All of the lines below are to be transcribed faithfully, with pictures excluded from the copy.

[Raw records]
[BEGIN]
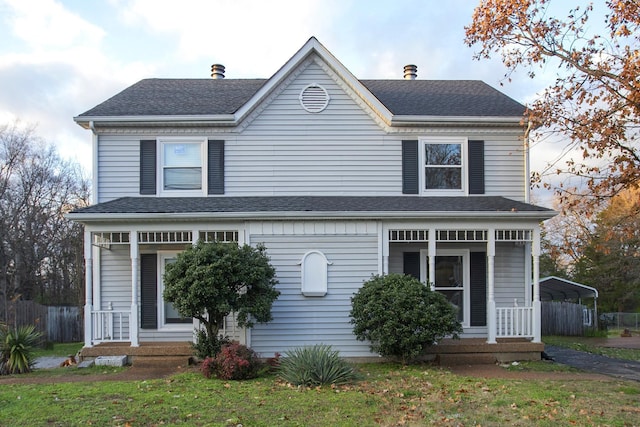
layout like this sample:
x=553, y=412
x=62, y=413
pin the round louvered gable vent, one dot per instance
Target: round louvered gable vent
x=314, y=98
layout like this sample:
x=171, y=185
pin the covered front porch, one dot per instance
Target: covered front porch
x=492, y=275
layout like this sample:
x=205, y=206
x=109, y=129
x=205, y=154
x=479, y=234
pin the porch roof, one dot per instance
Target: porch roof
x=309, y=206
x=557, y=289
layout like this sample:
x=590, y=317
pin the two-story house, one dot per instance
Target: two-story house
x=340, y=178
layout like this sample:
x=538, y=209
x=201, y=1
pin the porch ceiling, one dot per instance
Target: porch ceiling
x=309, y=206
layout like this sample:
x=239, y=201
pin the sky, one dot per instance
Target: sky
x=59, y=58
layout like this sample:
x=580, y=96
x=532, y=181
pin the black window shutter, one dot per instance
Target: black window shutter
x=215, y=160
x=411, y=264
x=410, y=177
x=478, y=288
x=476, y=167
x=148, y=167
x=148, y=291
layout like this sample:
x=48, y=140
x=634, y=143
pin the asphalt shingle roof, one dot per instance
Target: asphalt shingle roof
x=169, y=97
x=308, y=204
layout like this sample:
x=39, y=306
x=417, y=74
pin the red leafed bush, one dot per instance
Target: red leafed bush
x=234, y=362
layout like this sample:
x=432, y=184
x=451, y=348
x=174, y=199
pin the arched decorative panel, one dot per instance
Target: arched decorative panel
x=314, y=274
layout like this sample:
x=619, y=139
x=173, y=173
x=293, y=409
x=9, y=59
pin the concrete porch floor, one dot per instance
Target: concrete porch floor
x=148, y=354
x=475, y=351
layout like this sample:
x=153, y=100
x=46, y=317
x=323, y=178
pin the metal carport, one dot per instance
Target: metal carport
x=554, y=288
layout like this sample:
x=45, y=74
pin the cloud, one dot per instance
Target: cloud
x=46, y=24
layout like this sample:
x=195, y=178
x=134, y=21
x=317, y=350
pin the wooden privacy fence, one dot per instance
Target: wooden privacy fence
x=57, y=324
x=565, y=318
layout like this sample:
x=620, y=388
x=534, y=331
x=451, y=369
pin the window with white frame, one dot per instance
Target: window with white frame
x=452, y=279
x=182, y=166
x=443, y=162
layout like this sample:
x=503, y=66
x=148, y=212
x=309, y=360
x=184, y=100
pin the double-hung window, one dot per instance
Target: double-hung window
x=451, y=278
x=182, y=166
x=443, y=163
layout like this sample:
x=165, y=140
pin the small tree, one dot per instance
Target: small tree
x=209, y=281
x=400, y=316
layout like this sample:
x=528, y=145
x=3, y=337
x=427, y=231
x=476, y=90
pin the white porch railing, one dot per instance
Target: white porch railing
x=110, y=325
x=514, y=322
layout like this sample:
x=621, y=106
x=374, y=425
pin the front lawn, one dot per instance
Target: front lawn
x=389, y=395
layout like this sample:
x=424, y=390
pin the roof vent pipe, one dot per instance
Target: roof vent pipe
x=217, y=71
x=410, y=72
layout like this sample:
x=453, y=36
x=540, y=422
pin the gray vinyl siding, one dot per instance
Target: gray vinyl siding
x=504, y=172
x=281, y=149
x=118, y=167
x=287, y=151
x=299, y=320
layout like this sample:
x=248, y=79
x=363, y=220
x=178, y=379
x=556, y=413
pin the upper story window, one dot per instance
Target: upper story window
x=182, y=162
x=443, y=163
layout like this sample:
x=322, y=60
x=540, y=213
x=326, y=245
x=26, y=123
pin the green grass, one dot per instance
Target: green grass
x=59, y=349
x=592, y=345
x=389, y=394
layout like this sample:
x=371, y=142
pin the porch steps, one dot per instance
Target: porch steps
x=476, y=351
x=154, y=354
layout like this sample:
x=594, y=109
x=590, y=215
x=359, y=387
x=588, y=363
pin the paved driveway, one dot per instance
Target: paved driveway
x=625, y=369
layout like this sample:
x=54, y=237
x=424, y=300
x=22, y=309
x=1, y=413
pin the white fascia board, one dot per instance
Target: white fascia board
x=313, y=46
x=408, y=120
x=192, y=216
x=218, y=119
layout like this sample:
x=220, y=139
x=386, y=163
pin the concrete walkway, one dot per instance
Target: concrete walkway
x=619, y=368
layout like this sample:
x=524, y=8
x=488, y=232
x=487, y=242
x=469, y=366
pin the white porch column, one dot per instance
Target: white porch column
x=491, y=301
x=88, y=283
x=134, y=329
x=432, y=258
x=384, y=243
x=537, y=308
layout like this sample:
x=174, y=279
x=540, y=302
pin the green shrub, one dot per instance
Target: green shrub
x=314, y=366
x=400, y=316
x=204, y=346
x=16, y=349
x=233, y=362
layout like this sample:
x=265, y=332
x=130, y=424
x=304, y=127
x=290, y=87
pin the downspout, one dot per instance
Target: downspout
x=527, y=168
x=94, y=163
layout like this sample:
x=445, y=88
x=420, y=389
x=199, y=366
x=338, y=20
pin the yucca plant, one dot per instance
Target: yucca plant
x=314, y=366
x=16, y=349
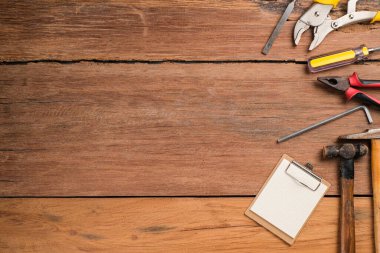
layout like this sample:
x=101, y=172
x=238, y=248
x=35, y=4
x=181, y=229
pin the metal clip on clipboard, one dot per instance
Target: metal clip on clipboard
x=305, y=171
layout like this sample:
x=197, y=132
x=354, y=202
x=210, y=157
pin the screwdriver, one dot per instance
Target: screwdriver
x=339, y=58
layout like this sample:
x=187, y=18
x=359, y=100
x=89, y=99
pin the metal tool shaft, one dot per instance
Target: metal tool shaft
x=278, y=27
x=374, y=49
x=323, y=122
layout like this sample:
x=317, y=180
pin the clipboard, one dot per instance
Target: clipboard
x=287, y=199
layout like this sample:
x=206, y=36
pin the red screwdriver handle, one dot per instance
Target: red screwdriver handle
x=367, y=99
x=355, y=81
[END]
- _Exercise solution_:
layout like this sample:
x=553, y=412
x=62, y=413
pin the round louvered gable vent, one dot per instance
Target: round louvered gable vent
x=314, y=98
layout like this sample:
x=171, y=185
pin the covered front porch, one dot per instance
Target: covered front porch
x=492, y=275
layout like this sample:
x=205, y=206
x=109, y=129
x=205, y=154
x=479, y=234
pin the porch roof, one dot per instance
Target: porch roof
x=309, y=206
x=557, y=289
layout like this sample:
x=590, y=317
pin the two-story house, one dot per instance
Target: two-story house
x=340, y=178
layout like this sample:
x=538, y=209
x=201, y=1
pin the porch ceiling, one dot per instance
Target: porch ceiling
x=309, y=206
layout like this sample:
x=239, y=201
pin the sky, one dot per instance
Target: sky
x=59, y=58
layout like this sample:
x=580, y=96
x=532, y=181
pin the black window shutter, one dot per instance
Target: black window shutter
x=215, y=160
x=411, y=264
x=410, y=177
x=478, y=288
x=476, y=167
x=148, y=167
x=148, y=291
layout like this sample:
x=48, y=140
x=634, y=143
pin the asphalt shingle roof, one dot per instance
Target: asphalt shingle roof
x=169, y=97
x=308, y=204
layout like this sample:
x=39, y=306
x=417, y=74
pin the red leafed bush, one dot per instance
Target: red leafed bush
x=234, y=362
layout like this sample:
x=432, y=184
x=451, y=348
x=174, y=199
pin the arched decorative panel, one dot per instance
Target: arched decorative panel
x=314, y=274
layout like this sample:
x=619, y=139
x=173, y=173
x=293, y=409
x=9, y=59
pin the concrete porch floor, one dot per instance
Target: concrete porch floor
x=148, y=354
x=475, y=351
layout like this sample:
x=153, y=100
x=46, y=317
x=323, y=178
pin the metal carport, one dot per instance
Target: metal carport
x=554, y=288
layout like this sample:
x=45, y=74
pin the cloud, one dot per instance
Target: cloud
x=46, y=24
layout like this sample:
x=195, y=178
x=134, y=21
x=317, y=350
pin the wooden privacy fence, one dot per instance
Target: wooden privacy fence
x=57, y=324
x=565, y=318
layout like this sample:
x=620, y=388
x=534, y=331
x=451, y=369
pin the window with white frame, one dot per instance
Target: window with white frame
x=452, y=279
x=182, y=166
x=443, y=162
layout like this sample:
x=503, y=66
x=148, y=212
x=309, y=360
x=184, y=100
pin the double-hung window, one dot per instance
Target: double-hung window
x=451, y=278
x=182, y=166
x=443, y=163
layout like this sample:
x=165, y=140
pin the small tree, one dot per instance
Target: small tree
x=209, y=281
x=400, y=316
layout like this sample:
x=528, y=145
x=3, y=337
x=427, y=231
x=476, y=90
pin the white porch railing, one dot per instance
Target: white porch railing
x=110, y=325
x=514, y=322
layout like this sample:
x=621, y=106
x=374, y=425
pin the front lawn, one dot per instance
Target: front lawn
x=389, y=395
layout like this sample:
x=424, y=390
pin the roof vent pipe, one dot per instance
Target: roof vent pipe
x=217, y=71
x=410, y=72
layout like this sample:
x=453, y=36
x=540, y=422
pin the gray vinyl siding, one dot per instance
Target: gray vinyl siding
x=504, y=172
x=281, y=149
x=118, y=167
x=287, y=151
x=299, y=320
layout like this sample:
x=248, y=79
x=363, y=220
x=178, y=379
x=556, y=413
pin the upper story window, one dot per instance
Target: upper story window
x=182, y=162
x=443, y=163
layout like this sample:
x=322, y=60
x=540, y=213
x=326, y=245
x=26, y=123
pin the green grass, one dot per instance
Target: green grass
x=59, y=349
x=592, y=345
x=389, y=394
layout like this sample:
x=371, y=142
pin the porch steps, one dot per instance
Target: porch steps
x=476, y=351
x=154, y=354
layout like this sample:
x=594, y=109
x=590, y=215
x=359, y=387
x=588, y=363
pin the paved driveway, one dot per instance
Target: paved driveway
x=625, y=369
layout like this sample:
x=54, y=237
x=424, y=300
x=22, y=309
x=1, y=413
pin the white fascia board, one dot per instance
Target: white fascia board
x=313, y=46
x=408, y=120
x=192, y=216
x=218, y=119
layout like this sample:
x=220, y=139
x=386, y=163
pin the concrete walkway, one dot per instance
Target: concrete walkway
x=619, y=368
layout like this sample:
x=524, y=8
x=488, y=232
x=487, y=242
x=469, y=366
pin the white porch column, one dot per instance
Target: white porch column
x=491, y=301
x=88, y=283
x=134, y=329
x=432, y=258
x=384, y=243
x=537, y=308
layout like this sample:
x=174, y=279
x=540, y=302
pin the green shrub, one dot per instance
Target: green shrub
x=314, y=366
x=400, y=316
x=204, y=346
x=16, y=349
x=233, y=362
layout like this sample:
x=265, y=332
x=130, y=424
x=304, y=127
x=290, y=87
pin the downspout, one dot per instance
Target: downspout
x=527, y=168
x=94, y=163
layout like this sample:
x=445, y=88
x=420, y=389
x=199, y=366
x=338, y=20
pin the yucca plant, one dot per instance
Target: yucca plant
x=314, y=366
x=16, y=349
layout like this sample:
x=101, y=172
x=238, y=248
x=35, y=4
x=181, y=229
pin the metal clip on clipboard, one dot per instance
Target: metal clip on clipboard
x=305, y=171
layout like this sample:
x=197, y=132
x=354, y=202
x=210, y=157
pin the screwdriver, one dot per instance
Target: screwdriver
x=339, y=58
layout like this sample:
x=187, y=18
x=359, y=100
x=89, y=99
pin the metal tool shaft, one dot per instance
Target: metal tool shaft
x=278, y=27
x=374, y=49
x=323, y=122
layout like this sample:
x=317, y=180
pin the clipboard, one dot per instance
Target: clipboard
x=287, y=199
layout like this sample:
x=206, y=36
pin the red screwdriver handle, one dot per instance
Target: red screwdriver handle
x=367, y=99
x=355, y=81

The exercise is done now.